** Provided records **
## start
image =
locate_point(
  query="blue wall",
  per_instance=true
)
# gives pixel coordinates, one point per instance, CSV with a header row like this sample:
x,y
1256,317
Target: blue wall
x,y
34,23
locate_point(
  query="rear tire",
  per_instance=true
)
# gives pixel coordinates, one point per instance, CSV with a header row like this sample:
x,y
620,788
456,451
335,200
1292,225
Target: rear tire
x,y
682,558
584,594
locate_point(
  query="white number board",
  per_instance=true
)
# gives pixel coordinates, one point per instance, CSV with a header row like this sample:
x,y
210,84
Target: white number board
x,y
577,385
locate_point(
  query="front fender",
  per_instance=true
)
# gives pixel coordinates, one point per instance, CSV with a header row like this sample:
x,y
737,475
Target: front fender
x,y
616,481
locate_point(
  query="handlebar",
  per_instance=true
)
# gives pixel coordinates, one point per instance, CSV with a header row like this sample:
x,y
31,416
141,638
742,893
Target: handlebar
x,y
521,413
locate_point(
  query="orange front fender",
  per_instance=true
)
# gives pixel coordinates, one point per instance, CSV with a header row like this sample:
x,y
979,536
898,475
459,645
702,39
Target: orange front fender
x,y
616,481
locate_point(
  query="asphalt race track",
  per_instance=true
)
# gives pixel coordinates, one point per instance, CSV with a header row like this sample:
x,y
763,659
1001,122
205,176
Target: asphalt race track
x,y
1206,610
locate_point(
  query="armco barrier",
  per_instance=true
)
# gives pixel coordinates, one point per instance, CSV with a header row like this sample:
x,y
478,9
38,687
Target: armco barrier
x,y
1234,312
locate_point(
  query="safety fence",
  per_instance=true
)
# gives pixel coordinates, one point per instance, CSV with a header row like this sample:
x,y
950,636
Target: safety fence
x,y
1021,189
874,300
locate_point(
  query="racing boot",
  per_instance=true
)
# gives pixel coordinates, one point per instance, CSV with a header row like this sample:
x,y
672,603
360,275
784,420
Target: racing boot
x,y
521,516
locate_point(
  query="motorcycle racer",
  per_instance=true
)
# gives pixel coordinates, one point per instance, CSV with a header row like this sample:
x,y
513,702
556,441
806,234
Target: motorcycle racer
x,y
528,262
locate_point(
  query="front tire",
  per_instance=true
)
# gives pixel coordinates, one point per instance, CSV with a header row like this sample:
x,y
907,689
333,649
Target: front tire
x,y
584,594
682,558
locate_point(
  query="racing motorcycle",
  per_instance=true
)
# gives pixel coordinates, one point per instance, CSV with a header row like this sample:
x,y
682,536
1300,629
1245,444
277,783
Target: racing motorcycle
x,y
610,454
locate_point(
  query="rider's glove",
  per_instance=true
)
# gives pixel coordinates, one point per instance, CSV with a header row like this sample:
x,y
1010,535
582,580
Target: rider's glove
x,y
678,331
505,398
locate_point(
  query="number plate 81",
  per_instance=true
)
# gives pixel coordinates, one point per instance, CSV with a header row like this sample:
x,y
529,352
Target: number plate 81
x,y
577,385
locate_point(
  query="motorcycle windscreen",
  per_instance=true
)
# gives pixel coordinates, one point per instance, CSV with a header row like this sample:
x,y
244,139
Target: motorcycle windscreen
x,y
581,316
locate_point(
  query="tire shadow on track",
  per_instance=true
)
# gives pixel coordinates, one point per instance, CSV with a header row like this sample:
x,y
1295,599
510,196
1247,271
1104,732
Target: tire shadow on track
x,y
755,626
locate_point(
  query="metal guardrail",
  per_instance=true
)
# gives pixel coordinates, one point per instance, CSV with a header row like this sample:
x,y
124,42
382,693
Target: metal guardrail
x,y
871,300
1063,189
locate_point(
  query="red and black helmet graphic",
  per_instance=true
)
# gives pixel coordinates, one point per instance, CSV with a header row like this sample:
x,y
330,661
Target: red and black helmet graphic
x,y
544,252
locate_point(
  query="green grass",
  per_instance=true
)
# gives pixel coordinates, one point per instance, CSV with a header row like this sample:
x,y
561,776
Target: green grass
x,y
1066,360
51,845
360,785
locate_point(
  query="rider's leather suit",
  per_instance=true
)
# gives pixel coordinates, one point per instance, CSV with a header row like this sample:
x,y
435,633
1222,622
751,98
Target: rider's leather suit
## end
** Exercise brief **
Quote all the records exactly, please, leaving none out.

** Final result **
image =
locate_point(
  query="blue wall",
  per_instance=true
)
# gives pixel coordinates, one point per instance, CSV with a header row like this sample:
x,y
1256,317
Target: blue wall
x,y
34,23
locate_point(
  query="rear tire",
  per_instance=true
)
# gives pixel coordinates, one point per instance, CSV with a header row like this sample:
x,y
620,788
456,451
335,200
1292,225
Target: rear tire
x,y
682,558
584,594
locate_point(
  query="white number board",
  per_instance=true
)
# gives pixel coordinates, one point per instance, CSV with a header row like this sample:
x,y
210,84
Target: white number board
x,y
577,385
locate_point(
  query="front fender",
  per_instance=true
)
# gives pixel coordinates, one point per instance, CSV with a header row like this sample:
x,y
737,475
Target: front fender
x,y
616,481
locate_point(
  query="handlebar",
  per_instance=true
)
# gives pixel coordinates, one point per instance, CSV with a header row like this sample:
x,y
31,416
141,638
742,893
Target: handlebar
x,y
521,413
locate_point(
  query="orange front fender",
  per_instance=true
)
# gives pixel coordinates, one point per instance, CSV with a header row like this sample:
x,y
979,536
898,475
459,645
702,39
Target: orange front fender
x,y
616,481
locate_point(
  query="asphalt race track",
  per_instance=true
)
# gives pixel coordinates, one point per instance, CSV with a header row like this sample:
x,y
763,659
1001,122
205,176
Target: asphalt race track
x,y
1206,610
locate_point(
  query="armco barrier",
  per_instance=true
)
# gives pixel coordinates, one point per instance, CSV with a header row like this sample:
x,y
478,9
38,687
Target: armco barrier
x,y
1234,312
locate_point(
  query="safety fence",
  per_instance=true
)
# gives pixel coordinates, one point per instance, CSV with a header row like this sample:
x,y
950,636
Target: safety fence
x,y
1021,189
874,300
locate_point(
  query="racing boot",
  per_instance=true
)
# gives pixel coordinates, one point per instance, CSV with a header row like this sample:
x,y
672,603
360,275
784,420
Target: racing boot
x,y
521,516
locate_point(
  query="motorcycle racer",
  per_instance=true
)
# gives pixel coordinates, one point per instance, CSV with a header row like this sample:
x,y
513,702
556,441
806,234
Target: motorcycle racer
x,y
528,262
locate_point(
  query="front tire",
  per_instance=true
)
# gives pixel coordinates, one point per instance, CSV with a header row like this sample:
x,y
907,689
333,649
Target: front tire
x,y
584,594
682,558
locate_point(
  query="racing motorcycle",
  per_instance=true
)
# gives pixel coordinates, one point per instance, CSV with a header row like this sample:
x,y
682,536
1300,629
1245,444
277,783
Target: racing motorcycle
x,y
610,454
locate_point(
  query="rider's glove",
  per_instance=true
)
# gives pixel coordinates, one point per instance, CSV with a header row like this sample:
x,y
1010,535
582,580
Target: rider's glove
x,y
678,331
505,398
locate_point(
  query="number plate 81",
  per_instance=true
)
# gives pixel coordinates, one point per instance, CSV with a header row like this sample:
x,y
529,352
Target: number plate 81
x,y
577,385
locate_point(
  query="motorcycle windscreen",
  per_instance=true
)
# gives pixel coordinates, one point per instance, CSV with a header row like this sample:
x,y
244,139
Target: motorcycle windscreen
x,y
581,316
locate_point(
  query="tire shadow on track",
  per_instance=true
)
# gives pixel coordinates, one point per instance, CSV with a header row like this sample:
x,y
1295,599
510,196
1247,271
1104,732
Target: tire shadow on track
x,y
755,626
locate_point(
  query="metal guardrail",
  per_instance=true
)
# gives pixel coordinates, one point per instance, CSV with a header row like this sample:
x,y
124,42
382,693
Target: metal guardrail
x,y
871,300
1063,189
locate_point(
  query="red and black helmet graphic",
  per_instance=true
)
# gives pixel coordinates, one point per instance, CSV with a header row like this sample:
x,y
330,661
Target: red and black helmet graphic
x,y
544,252
locate_point(
  query="green grass",
  per_instance=true
)
# gives pixel coordinates, one point per instance, CSV with a header row like this sample:
x,y
561,776
Target: green grass
x,y
1066,360
51,845
360,785
locate_point(
  query="rider's leather suit",
  per_instance=true
)
# gives pixel coordinates, one point per instance, CSV with a header row like this sample:
x,y
435,633
1222,622
751,98
Target: rider's leather suit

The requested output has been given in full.